§ **Provided material**:
※ ※ ※

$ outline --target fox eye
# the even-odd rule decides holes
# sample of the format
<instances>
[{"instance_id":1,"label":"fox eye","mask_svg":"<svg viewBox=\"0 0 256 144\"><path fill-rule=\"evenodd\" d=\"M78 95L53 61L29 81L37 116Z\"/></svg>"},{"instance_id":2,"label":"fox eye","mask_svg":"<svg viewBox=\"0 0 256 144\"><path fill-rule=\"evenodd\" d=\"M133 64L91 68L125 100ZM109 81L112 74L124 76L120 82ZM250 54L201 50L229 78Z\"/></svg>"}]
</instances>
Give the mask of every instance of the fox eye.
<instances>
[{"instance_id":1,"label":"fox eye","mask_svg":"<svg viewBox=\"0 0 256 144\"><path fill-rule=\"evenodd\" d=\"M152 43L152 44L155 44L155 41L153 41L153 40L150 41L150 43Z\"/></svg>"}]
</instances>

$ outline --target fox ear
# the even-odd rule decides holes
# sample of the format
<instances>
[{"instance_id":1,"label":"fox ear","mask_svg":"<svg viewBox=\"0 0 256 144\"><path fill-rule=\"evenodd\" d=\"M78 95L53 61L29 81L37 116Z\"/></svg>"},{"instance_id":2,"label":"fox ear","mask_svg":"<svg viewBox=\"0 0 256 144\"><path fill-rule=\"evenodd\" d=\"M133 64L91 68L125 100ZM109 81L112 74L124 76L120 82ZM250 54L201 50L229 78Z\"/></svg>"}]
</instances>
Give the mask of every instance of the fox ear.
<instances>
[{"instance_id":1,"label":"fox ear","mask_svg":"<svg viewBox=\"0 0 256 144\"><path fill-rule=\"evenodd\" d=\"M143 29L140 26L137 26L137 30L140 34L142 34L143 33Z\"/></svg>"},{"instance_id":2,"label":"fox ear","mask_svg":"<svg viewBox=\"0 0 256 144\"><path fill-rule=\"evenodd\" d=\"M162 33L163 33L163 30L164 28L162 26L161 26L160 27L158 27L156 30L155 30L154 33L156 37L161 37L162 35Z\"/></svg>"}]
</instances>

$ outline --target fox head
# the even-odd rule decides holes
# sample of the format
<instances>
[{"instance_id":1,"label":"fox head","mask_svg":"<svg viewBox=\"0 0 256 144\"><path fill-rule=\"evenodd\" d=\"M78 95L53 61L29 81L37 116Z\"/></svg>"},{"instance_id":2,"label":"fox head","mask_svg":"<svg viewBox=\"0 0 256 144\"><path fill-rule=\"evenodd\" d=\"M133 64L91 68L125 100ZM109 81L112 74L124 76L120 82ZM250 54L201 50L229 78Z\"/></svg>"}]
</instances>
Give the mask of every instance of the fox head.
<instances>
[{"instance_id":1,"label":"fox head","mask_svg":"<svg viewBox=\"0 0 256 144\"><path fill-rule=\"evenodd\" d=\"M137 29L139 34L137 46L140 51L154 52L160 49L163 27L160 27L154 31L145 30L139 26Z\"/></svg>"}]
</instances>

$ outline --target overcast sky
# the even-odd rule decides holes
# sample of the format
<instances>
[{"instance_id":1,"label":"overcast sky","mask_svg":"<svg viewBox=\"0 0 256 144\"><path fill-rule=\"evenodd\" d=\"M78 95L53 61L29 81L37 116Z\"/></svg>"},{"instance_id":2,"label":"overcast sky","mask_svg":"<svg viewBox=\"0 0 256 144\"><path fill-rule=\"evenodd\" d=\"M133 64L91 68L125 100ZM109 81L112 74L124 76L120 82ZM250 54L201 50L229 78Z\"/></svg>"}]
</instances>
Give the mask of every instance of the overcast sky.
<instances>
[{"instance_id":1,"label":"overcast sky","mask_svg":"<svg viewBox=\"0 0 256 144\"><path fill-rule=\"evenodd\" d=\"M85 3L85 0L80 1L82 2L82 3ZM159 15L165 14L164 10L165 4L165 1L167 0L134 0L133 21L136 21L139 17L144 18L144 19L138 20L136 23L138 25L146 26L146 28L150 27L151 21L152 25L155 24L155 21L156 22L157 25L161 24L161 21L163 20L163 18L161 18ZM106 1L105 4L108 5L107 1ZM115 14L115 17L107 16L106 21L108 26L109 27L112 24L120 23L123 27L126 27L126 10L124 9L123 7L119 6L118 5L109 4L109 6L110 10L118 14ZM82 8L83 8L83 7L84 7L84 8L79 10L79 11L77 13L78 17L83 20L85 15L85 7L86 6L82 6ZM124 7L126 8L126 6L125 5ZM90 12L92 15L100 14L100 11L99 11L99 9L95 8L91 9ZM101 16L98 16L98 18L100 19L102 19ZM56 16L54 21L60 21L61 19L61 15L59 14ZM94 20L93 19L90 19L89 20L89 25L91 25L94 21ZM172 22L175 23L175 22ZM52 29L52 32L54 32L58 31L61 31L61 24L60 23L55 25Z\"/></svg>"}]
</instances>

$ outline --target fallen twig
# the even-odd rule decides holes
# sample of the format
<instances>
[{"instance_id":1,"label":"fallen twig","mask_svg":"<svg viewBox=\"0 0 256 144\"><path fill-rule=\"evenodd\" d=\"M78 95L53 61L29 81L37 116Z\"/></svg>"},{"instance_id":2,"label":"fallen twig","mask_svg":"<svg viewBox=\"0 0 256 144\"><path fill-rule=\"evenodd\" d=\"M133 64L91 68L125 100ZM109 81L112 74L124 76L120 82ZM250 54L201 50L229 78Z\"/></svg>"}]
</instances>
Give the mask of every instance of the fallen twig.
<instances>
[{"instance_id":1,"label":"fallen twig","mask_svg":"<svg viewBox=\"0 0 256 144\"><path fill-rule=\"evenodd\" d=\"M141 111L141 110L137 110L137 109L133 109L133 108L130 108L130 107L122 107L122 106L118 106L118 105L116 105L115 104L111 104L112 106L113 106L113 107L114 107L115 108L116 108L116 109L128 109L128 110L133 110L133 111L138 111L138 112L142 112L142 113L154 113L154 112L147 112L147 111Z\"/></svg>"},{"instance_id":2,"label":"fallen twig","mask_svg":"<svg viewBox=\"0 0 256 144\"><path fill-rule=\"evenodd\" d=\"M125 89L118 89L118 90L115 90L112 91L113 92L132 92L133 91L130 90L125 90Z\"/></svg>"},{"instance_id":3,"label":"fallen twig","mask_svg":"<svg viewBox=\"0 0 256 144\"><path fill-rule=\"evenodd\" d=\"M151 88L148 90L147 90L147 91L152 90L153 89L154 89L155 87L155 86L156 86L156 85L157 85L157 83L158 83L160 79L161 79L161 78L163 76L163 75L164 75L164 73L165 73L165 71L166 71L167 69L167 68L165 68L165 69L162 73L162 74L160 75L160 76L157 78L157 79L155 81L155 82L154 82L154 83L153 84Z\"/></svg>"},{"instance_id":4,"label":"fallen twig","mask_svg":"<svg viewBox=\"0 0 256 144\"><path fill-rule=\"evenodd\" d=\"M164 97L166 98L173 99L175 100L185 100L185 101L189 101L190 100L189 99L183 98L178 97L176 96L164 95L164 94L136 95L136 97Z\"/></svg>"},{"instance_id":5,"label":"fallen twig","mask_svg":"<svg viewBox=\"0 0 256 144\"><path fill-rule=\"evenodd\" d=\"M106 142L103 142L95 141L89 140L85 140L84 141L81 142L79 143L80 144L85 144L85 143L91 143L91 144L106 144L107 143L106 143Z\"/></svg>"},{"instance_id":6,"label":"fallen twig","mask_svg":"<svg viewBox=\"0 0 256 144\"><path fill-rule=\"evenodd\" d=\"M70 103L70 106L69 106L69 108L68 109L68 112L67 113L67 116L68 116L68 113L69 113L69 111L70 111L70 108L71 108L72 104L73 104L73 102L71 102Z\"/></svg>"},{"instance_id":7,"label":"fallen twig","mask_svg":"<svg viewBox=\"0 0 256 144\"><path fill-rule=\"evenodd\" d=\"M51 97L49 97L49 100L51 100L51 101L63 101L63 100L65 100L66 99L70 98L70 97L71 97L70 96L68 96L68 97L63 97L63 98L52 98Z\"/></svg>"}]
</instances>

※ ※ ※

§ **Stated goal**: Extract each line above that contains the word "every" and copy it in full.

§ **Response to the exercise**:
Give the mask of every instance of the fox eye.
Give the mask of every instance of the fox ear.
Give the mask of every instance of the fox head.
Give the mask of every instance of the overcast sky.
Give the mask of every instance of the fallen twig.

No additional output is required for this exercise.